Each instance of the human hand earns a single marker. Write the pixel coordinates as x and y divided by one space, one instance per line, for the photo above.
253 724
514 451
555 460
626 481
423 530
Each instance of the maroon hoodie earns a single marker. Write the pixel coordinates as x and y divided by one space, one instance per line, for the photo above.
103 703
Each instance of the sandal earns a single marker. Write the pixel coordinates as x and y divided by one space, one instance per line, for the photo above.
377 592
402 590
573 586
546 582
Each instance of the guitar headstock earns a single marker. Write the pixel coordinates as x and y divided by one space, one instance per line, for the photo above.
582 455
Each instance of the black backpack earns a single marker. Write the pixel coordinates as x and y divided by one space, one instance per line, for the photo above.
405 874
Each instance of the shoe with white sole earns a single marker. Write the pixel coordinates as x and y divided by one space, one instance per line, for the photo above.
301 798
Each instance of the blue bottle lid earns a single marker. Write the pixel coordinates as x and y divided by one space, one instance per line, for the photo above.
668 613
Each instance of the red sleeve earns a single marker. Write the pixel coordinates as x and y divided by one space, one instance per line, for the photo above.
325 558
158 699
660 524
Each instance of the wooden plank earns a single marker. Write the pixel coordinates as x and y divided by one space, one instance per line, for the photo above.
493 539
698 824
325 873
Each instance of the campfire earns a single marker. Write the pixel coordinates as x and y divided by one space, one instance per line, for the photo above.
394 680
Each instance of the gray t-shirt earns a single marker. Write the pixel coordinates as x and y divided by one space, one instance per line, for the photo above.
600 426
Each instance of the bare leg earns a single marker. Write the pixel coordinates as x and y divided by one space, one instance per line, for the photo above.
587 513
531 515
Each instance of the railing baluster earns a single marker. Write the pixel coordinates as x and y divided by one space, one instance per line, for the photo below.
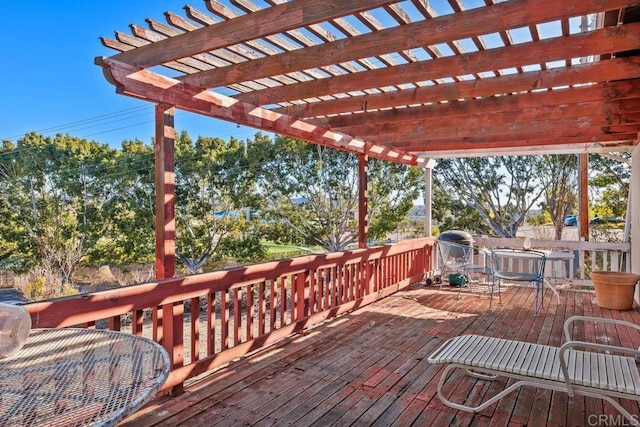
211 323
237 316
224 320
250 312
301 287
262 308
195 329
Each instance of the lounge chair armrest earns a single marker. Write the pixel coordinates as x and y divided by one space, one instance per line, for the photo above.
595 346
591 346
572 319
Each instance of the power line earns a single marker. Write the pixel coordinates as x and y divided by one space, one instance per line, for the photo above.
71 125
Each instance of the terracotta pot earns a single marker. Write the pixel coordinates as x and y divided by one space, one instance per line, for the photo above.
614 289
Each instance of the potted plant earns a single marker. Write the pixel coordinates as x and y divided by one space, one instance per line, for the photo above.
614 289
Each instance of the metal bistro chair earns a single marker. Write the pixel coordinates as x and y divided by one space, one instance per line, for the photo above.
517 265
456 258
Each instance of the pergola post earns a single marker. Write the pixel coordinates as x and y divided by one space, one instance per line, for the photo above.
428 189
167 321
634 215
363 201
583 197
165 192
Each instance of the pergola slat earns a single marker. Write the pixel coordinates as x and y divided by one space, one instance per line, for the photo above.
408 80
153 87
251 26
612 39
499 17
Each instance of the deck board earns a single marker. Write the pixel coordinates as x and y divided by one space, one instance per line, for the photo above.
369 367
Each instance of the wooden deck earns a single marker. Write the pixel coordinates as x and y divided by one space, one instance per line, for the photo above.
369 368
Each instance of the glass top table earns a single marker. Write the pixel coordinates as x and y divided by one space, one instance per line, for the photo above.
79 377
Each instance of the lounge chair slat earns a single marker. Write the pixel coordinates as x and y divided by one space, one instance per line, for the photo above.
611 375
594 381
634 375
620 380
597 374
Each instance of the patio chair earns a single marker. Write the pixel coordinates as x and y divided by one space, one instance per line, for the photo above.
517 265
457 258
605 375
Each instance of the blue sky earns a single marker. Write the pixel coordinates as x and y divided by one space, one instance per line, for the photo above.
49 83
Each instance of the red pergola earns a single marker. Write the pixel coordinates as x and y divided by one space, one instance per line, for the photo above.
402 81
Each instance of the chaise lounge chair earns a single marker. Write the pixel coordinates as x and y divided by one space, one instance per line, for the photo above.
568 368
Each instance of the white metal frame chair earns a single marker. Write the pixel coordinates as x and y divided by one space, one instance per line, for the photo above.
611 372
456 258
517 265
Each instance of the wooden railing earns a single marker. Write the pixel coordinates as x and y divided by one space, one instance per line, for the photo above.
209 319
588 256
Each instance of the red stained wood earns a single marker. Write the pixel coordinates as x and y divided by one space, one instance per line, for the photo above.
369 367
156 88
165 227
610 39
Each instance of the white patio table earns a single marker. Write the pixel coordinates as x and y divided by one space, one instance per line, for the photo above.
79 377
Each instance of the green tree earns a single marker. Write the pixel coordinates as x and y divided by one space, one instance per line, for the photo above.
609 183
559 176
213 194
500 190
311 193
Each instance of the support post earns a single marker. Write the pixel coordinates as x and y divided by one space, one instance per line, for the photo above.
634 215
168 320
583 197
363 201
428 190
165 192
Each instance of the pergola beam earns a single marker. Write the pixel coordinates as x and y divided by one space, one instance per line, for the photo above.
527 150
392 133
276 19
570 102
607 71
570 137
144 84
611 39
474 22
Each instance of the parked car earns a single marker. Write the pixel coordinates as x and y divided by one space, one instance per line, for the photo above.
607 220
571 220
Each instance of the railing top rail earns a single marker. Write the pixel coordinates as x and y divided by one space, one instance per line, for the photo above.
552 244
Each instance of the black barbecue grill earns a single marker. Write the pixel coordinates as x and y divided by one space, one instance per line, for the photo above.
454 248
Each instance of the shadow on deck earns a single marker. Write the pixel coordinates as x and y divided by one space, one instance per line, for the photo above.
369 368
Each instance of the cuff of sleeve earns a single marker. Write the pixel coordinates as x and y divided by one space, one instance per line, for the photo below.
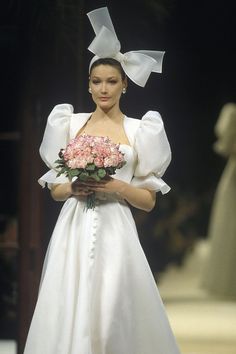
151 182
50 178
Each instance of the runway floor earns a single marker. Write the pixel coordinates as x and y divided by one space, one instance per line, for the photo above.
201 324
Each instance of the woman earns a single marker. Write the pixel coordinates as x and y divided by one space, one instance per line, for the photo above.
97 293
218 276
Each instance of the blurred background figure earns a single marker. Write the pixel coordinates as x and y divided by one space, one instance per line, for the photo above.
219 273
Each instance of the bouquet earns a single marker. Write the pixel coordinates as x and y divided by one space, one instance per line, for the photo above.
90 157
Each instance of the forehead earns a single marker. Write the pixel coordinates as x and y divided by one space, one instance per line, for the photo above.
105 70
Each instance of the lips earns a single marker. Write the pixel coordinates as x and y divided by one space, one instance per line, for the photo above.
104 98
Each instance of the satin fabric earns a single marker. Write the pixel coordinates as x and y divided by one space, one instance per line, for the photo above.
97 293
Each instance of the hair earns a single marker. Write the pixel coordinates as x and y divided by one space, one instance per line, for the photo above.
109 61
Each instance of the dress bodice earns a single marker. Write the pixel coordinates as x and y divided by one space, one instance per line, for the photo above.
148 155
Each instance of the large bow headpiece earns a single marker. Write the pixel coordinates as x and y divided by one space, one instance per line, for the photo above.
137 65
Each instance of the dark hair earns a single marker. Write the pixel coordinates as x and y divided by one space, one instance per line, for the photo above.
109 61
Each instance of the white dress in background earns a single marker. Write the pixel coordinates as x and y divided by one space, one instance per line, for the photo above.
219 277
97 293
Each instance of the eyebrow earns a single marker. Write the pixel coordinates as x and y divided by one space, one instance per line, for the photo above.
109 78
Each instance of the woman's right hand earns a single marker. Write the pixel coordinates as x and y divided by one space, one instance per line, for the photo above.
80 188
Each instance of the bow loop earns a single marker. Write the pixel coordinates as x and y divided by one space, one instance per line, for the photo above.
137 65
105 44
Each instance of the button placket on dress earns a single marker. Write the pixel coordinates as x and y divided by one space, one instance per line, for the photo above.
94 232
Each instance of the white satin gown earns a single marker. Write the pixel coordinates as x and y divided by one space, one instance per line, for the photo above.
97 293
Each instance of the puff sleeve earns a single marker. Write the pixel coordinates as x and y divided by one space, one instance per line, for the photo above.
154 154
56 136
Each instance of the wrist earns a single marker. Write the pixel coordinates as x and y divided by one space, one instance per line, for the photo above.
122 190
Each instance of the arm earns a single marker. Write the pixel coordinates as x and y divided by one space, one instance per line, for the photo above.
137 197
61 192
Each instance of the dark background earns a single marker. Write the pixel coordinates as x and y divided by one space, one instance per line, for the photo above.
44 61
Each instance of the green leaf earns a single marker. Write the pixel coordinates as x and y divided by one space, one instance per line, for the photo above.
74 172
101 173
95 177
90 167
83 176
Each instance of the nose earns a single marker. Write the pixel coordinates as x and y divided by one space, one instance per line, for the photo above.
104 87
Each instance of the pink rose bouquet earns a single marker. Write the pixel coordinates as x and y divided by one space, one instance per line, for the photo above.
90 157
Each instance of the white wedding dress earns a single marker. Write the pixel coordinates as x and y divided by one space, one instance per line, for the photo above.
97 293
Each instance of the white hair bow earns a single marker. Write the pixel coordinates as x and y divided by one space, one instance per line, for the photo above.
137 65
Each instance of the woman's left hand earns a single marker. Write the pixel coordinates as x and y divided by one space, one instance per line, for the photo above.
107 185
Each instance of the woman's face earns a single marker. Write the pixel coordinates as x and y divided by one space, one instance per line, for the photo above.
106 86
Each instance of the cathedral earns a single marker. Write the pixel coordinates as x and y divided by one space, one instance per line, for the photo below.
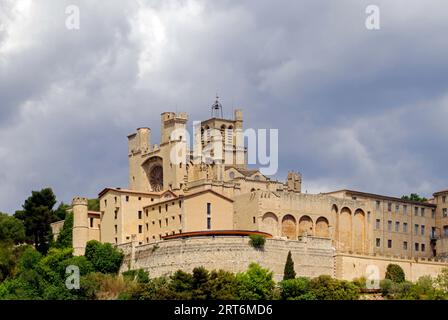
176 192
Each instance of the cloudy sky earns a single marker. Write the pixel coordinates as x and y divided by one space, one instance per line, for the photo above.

Aim
Write out, exactly, each line from the one containing "Each instance of the woman's left" down to the final line of the data above. Both of those lines count, and the pictures are left out.

Written solution
Each instance of the woman's left hand earns a single marker. Write the pixel coordinates as x and y divided by one space, one instance per line, for the photo above.
107 185
Each instance of the woman's face earns a single marker. Write the pixel coordinates as x and y divided by one space, one instance per line, for the photo above.
106 86
Each instance of the cathedral earns a single marker. Write the pixel coordinates as x and y divided by one space, one instance per line, for the photo below.
176 192
Each instance of the cloudy sky earns a single marker. Write the pixel coordinates as x and y divided by one space, one instance per line, for the photo above.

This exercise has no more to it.